● WHAT YOU NEED TO DO: Omit any pictures, and restate word for word only the lines from the one with "Locate the yellow" through the end of the data below.

● DATA FOR PROCESSING:
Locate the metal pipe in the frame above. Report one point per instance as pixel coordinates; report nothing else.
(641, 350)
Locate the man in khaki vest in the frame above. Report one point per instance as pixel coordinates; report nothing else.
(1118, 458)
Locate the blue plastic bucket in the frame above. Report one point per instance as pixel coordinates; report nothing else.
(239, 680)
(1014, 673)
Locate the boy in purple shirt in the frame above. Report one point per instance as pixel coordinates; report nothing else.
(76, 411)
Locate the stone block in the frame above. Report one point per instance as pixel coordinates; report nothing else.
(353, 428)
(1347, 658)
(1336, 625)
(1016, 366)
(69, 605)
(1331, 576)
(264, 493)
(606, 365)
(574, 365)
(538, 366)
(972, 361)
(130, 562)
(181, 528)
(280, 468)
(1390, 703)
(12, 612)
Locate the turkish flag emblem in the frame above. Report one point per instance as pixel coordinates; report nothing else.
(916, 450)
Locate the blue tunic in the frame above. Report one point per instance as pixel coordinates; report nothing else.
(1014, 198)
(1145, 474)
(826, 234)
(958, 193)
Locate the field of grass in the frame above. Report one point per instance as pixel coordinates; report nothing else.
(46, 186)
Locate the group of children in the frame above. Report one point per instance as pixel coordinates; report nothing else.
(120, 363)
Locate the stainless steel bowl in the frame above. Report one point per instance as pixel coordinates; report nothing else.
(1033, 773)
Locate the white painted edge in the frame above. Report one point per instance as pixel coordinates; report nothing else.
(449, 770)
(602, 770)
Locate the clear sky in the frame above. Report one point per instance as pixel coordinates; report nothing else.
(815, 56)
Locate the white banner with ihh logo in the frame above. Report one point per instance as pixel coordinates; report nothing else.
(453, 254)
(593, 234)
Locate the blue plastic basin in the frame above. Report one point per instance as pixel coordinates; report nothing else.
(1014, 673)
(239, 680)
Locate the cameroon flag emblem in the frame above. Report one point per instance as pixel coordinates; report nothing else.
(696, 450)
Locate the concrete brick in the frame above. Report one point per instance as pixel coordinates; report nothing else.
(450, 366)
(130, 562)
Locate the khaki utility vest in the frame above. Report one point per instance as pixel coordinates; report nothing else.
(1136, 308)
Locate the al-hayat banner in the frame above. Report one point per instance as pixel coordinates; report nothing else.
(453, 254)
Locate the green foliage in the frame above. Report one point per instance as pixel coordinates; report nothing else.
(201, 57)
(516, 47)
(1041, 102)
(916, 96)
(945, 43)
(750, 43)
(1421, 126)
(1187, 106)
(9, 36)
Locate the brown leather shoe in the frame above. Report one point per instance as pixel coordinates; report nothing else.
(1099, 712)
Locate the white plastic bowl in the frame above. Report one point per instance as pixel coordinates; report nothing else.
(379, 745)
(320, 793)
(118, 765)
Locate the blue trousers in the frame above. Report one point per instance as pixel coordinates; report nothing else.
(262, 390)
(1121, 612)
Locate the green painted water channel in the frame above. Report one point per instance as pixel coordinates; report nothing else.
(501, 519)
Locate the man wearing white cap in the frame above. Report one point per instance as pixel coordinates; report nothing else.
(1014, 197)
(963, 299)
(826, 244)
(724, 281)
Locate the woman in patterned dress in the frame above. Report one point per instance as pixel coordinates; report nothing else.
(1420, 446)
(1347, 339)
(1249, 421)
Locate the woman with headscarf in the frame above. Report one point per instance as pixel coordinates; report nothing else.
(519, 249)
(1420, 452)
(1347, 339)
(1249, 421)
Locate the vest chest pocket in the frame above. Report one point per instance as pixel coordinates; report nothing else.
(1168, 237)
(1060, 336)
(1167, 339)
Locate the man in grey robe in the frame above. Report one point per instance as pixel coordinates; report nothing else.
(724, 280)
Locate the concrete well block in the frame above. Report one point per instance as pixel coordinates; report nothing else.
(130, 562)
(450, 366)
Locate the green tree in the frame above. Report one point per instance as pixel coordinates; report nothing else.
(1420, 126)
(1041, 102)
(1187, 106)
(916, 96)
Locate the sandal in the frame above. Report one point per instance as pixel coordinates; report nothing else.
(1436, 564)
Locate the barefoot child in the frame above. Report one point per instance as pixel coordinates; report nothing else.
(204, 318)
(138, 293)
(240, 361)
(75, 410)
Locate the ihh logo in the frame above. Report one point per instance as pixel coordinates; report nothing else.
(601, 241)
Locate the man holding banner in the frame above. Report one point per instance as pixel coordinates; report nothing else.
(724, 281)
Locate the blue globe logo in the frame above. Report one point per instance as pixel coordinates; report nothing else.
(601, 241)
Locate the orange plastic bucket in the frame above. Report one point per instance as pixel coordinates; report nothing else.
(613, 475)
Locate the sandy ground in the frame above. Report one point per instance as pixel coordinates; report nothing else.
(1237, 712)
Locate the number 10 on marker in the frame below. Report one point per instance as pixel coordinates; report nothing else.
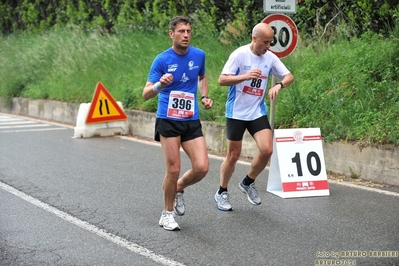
(297, 164)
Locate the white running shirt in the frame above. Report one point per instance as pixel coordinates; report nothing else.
(245, 101)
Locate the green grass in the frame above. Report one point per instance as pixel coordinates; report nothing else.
(349, 89)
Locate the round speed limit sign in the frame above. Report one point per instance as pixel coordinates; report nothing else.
(285, 34)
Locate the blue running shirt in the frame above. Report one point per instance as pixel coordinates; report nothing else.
(178, 100)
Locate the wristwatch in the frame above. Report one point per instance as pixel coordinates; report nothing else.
(281, 84)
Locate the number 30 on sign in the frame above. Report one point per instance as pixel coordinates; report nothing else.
(297, 166)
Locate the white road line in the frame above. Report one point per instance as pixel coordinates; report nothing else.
(93, 229)
(30, 130)
(24, 126)
(390, 193)
(19, 122)
(221, 158)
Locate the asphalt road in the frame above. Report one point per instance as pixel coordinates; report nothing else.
(97, 201)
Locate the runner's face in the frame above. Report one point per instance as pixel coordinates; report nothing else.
(181, 36)
(262, 43)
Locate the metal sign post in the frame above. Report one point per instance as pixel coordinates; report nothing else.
(284, 43)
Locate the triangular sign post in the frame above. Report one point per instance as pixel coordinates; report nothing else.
(103, 107)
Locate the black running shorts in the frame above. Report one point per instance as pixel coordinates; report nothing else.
(187, 130)
(235, 128)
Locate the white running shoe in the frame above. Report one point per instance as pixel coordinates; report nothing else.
(223, 201)
(251, 192)
(168, 222)
(179, 206)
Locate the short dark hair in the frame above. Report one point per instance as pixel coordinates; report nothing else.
(177, 20)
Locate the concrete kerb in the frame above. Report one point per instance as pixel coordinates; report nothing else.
(377, 164)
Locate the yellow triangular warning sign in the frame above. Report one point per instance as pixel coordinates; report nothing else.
(103, 107)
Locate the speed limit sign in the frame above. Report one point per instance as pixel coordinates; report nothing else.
(285, 34)
(297, 166)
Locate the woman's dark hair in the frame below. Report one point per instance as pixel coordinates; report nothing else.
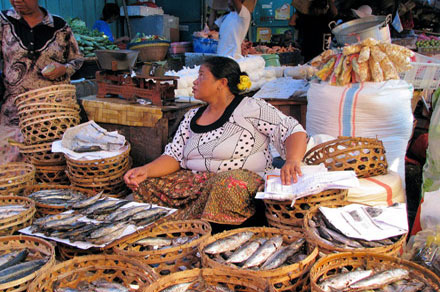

● TASK RESULT:
Locate the yellow triangular warning sign in the frame above. Report one point per instance as pixel coordinates; report nothing else.
(103, 107)
Locate the speed limit sign in the frame above. Report one point per instance as pixel coordinates; report nothing else.
(285, 34)
(297, 166)
Locate the woman's dark hair in the frame below. Report one point per instance as pixel coordinates; report nothing else.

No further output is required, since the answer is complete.